** Opening Records for this task block **

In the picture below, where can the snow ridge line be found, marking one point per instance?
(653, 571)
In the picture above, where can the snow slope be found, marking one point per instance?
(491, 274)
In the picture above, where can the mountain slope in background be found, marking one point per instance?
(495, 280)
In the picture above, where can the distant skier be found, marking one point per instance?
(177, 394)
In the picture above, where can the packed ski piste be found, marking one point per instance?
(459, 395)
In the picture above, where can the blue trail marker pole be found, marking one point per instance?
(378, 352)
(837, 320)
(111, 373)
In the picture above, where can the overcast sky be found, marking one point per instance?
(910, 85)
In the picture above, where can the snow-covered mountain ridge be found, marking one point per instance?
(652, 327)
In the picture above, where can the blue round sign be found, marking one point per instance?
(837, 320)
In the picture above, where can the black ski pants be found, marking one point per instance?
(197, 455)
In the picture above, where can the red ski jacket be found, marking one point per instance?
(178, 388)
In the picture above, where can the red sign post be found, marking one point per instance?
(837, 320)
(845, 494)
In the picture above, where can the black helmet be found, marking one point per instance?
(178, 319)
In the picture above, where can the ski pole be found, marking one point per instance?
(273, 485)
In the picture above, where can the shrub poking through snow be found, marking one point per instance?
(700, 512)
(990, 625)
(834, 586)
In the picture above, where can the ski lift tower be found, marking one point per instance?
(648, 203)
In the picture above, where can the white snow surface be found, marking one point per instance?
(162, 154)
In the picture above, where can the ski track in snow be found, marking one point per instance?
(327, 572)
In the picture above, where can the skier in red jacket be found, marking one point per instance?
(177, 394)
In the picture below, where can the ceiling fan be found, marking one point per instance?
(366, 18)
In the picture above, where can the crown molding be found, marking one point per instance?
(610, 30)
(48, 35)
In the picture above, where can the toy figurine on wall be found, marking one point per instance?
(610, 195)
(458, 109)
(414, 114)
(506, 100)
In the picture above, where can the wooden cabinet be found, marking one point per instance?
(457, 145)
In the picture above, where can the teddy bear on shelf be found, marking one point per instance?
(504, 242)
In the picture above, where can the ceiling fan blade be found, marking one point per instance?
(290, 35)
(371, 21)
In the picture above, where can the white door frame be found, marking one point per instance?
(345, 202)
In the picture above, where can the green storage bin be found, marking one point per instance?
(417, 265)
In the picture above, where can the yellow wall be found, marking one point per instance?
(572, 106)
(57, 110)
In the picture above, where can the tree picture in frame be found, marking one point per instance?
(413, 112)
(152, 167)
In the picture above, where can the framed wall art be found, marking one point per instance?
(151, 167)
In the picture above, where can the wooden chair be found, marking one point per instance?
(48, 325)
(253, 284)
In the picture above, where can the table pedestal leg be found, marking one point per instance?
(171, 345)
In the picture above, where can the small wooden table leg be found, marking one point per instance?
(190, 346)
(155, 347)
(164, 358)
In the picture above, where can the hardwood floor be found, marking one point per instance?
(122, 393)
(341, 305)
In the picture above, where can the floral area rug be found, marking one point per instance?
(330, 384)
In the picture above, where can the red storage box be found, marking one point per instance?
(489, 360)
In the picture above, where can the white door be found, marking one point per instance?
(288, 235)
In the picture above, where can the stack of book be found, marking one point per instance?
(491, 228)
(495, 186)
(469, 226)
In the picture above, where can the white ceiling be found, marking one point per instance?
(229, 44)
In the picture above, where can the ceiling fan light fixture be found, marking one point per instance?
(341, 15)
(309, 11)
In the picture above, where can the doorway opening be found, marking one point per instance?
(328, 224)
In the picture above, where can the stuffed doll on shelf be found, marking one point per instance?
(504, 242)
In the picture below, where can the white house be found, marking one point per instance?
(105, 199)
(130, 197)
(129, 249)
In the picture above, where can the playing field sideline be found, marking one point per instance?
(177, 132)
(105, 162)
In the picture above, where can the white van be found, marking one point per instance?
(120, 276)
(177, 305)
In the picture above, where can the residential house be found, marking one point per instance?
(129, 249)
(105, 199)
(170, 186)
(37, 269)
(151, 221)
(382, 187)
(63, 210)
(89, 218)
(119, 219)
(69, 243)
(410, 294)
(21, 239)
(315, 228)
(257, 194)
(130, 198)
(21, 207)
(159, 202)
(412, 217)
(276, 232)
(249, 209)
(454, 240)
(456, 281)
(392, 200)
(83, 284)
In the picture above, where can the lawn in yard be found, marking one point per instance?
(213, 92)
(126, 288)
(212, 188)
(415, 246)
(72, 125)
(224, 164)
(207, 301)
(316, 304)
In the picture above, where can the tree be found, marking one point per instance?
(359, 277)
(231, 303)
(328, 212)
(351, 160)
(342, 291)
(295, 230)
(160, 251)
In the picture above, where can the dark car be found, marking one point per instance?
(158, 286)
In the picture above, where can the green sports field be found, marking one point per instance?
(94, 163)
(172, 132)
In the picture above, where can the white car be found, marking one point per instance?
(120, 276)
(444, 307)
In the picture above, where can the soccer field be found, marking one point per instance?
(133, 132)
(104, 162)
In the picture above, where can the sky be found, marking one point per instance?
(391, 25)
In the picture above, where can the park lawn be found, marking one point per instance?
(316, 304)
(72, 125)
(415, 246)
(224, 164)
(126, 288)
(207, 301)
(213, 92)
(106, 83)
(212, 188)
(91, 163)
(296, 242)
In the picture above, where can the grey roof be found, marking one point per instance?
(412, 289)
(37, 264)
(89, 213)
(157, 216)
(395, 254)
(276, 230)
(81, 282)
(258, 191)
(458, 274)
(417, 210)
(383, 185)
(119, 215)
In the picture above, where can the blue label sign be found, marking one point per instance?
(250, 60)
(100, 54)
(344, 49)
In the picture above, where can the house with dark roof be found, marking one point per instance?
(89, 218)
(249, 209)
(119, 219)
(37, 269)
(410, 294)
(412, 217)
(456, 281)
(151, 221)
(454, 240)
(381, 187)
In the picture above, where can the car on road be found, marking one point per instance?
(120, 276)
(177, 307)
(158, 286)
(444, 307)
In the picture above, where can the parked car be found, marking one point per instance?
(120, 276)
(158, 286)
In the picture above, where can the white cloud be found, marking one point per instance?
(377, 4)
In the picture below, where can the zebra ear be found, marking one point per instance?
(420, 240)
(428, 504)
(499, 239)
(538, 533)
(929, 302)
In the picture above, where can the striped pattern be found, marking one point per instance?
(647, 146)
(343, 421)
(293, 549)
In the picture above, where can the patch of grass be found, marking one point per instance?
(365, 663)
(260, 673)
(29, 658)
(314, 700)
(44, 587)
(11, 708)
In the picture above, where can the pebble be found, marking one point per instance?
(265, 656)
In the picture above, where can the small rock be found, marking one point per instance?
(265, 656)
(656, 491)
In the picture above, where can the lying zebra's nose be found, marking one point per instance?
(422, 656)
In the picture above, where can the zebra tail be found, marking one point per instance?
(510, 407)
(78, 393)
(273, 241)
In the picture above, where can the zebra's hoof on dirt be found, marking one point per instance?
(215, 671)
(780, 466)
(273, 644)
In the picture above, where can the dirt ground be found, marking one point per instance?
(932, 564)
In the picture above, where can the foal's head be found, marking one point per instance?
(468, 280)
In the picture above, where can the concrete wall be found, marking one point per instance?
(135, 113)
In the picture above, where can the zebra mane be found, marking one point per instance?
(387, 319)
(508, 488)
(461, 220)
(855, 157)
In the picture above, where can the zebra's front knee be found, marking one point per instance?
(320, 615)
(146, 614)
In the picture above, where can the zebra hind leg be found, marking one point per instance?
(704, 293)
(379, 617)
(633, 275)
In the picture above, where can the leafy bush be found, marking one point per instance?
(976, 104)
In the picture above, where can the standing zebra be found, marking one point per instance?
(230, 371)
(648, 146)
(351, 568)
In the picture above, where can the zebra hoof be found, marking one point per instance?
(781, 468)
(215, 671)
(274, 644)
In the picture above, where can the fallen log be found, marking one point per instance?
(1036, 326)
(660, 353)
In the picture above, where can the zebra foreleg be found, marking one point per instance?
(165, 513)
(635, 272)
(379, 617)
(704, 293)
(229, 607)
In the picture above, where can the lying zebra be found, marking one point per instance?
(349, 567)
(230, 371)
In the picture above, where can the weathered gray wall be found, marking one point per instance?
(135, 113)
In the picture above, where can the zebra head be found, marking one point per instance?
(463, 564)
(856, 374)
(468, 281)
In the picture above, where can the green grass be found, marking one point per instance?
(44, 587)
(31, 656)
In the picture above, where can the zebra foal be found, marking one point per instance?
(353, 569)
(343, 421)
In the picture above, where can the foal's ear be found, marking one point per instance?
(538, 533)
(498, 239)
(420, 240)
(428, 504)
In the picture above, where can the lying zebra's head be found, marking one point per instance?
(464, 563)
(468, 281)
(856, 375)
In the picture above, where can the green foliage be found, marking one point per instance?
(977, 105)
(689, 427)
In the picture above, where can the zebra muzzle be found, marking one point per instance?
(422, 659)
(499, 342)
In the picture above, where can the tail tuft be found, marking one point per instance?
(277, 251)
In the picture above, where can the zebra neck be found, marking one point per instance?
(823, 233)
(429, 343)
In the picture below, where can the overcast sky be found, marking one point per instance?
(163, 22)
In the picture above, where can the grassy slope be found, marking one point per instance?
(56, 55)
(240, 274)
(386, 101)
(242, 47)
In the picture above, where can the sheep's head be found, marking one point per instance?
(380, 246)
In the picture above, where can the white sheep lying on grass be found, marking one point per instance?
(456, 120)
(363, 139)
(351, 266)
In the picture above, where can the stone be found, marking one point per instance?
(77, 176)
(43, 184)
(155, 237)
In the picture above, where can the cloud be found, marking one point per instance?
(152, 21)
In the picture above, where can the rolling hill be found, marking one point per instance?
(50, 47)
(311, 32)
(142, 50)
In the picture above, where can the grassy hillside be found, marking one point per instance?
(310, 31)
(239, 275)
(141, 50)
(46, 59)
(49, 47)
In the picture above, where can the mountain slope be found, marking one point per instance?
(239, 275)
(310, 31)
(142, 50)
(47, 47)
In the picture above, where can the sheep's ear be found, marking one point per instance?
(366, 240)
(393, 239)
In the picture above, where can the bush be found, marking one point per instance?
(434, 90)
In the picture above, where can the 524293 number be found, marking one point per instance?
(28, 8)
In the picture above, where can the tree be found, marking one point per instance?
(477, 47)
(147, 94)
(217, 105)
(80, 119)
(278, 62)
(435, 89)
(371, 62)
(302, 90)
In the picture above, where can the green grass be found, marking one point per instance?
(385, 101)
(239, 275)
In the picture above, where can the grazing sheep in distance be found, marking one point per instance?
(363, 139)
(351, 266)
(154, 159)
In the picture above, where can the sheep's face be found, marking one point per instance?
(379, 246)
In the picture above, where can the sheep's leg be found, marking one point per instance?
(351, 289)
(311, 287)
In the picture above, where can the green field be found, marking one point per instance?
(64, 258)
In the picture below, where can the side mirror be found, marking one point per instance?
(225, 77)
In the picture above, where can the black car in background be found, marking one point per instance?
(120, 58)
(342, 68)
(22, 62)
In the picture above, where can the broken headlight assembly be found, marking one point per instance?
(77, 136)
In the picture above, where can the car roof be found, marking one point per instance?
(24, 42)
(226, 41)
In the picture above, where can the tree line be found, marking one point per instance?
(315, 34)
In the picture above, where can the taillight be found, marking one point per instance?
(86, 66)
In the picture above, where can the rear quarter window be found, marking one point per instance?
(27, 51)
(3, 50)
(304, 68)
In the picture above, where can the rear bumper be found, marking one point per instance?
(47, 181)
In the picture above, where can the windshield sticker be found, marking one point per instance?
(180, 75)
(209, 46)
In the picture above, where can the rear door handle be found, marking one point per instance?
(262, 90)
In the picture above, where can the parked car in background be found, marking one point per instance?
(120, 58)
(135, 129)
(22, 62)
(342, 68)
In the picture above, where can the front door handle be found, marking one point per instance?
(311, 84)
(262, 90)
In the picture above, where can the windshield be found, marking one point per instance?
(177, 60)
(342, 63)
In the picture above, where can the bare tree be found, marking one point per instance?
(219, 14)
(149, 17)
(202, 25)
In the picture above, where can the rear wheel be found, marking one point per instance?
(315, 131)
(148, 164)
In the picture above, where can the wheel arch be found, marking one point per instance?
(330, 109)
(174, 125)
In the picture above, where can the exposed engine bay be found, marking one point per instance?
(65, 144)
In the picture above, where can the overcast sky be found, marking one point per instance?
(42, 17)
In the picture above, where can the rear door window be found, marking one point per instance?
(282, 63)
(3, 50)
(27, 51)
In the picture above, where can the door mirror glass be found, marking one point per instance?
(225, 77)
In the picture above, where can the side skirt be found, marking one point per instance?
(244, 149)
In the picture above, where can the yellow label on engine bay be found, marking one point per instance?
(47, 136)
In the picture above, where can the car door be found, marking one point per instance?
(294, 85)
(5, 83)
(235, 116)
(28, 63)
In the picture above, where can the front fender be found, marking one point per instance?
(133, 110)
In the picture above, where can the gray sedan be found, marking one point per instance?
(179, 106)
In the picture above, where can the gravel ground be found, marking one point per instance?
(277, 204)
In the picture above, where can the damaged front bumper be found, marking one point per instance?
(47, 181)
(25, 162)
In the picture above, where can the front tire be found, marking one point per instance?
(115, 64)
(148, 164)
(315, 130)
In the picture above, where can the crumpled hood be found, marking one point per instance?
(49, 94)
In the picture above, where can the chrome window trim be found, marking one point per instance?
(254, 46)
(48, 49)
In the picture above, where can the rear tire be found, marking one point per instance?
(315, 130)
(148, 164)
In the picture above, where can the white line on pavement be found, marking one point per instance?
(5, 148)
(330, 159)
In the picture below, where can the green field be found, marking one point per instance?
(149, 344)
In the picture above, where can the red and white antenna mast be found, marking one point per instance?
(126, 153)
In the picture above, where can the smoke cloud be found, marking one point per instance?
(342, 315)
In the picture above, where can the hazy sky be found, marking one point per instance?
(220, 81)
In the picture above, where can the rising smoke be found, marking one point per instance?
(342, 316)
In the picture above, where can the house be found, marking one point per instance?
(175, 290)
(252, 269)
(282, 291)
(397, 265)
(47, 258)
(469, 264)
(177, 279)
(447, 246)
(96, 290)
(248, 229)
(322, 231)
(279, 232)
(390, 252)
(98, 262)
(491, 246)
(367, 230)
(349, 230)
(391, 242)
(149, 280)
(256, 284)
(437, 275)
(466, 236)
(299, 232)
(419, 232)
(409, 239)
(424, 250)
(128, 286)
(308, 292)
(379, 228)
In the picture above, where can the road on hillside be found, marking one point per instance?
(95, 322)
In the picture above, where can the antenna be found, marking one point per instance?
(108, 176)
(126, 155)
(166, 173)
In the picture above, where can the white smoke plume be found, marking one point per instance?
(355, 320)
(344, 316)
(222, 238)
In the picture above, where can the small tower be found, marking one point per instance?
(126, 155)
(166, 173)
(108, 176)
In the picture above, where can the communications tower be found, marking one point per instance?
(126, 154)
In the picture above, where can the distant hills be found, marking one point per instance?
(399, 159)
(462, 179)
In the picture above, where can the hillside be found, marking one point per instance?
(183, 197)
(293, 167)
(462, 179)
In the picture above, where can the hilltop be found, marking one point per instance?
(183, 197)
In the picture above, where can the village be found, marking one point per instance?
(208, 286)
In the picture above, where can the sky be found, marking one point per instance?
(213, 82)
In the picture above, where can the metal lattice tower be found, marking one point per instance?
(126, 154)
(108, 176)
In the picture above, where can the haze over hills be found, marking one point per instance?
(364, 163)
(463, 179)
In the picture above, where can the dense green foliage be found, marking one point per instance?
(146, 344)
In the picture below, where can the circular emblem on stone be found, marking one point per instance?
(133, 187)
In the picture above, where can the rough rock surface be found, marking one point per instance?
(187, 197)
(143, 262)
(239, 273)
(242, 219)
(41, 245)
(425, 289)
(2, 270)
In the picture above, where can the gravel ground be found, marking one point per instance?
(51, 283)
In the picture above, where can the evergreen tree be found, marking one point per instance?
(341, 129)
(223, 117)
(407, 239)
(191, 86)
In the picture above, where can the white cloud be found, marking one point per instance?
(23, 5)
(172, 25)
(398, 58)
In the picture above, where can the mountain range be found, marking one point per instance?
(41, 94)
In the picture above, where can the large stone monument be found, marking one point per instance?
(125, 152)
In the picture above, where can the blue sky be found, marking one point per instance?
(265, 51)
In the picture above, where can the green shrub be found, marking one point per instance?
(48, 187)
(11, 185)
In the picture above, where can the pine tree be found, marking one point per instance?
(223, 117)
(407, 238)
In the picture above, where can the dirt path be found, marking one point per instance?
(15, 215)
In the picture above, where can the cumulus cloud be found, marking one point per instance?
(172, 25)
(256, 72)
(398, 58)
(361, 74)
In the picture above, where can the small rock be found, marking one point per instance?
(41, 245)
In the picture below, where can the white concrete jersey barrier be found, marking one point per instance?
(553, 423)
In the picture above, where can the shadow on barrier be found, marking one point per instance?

** Closing Records for this task block **

- Work to be completed
The lines to write out run from the one with "In the picture above, where can the blue sky" through the end of the records. Give them exactly, and only them.

- Output of the task
In the picture above, where can the blue sky be found, marking one point per instance?
(265, 51)
In the picture above, where can the green shrub be found, marking one point per instance?
(48, 187)
(11, 185)
In the picture above, where can the pine tree be found, marking one point per instance?
(223, 117)
(407, 238)
In the picture above, where can the dirt path be found, marking one point per instance?
(15, 215)
In the picture above, where can the cumulus cloud be found, marking one point per instance?
(172, 25)
(256, 72)
(398, 58)
(361, 74)
In the picture above, where can the small rock be found, marking one point per instance?
(41, 245)
In the picture below, where can the white concrete jersey barrier be found, marking one point per instance?
(553, 423)
In the picture above, where can the shadow on barrier be found, marking one point per instance?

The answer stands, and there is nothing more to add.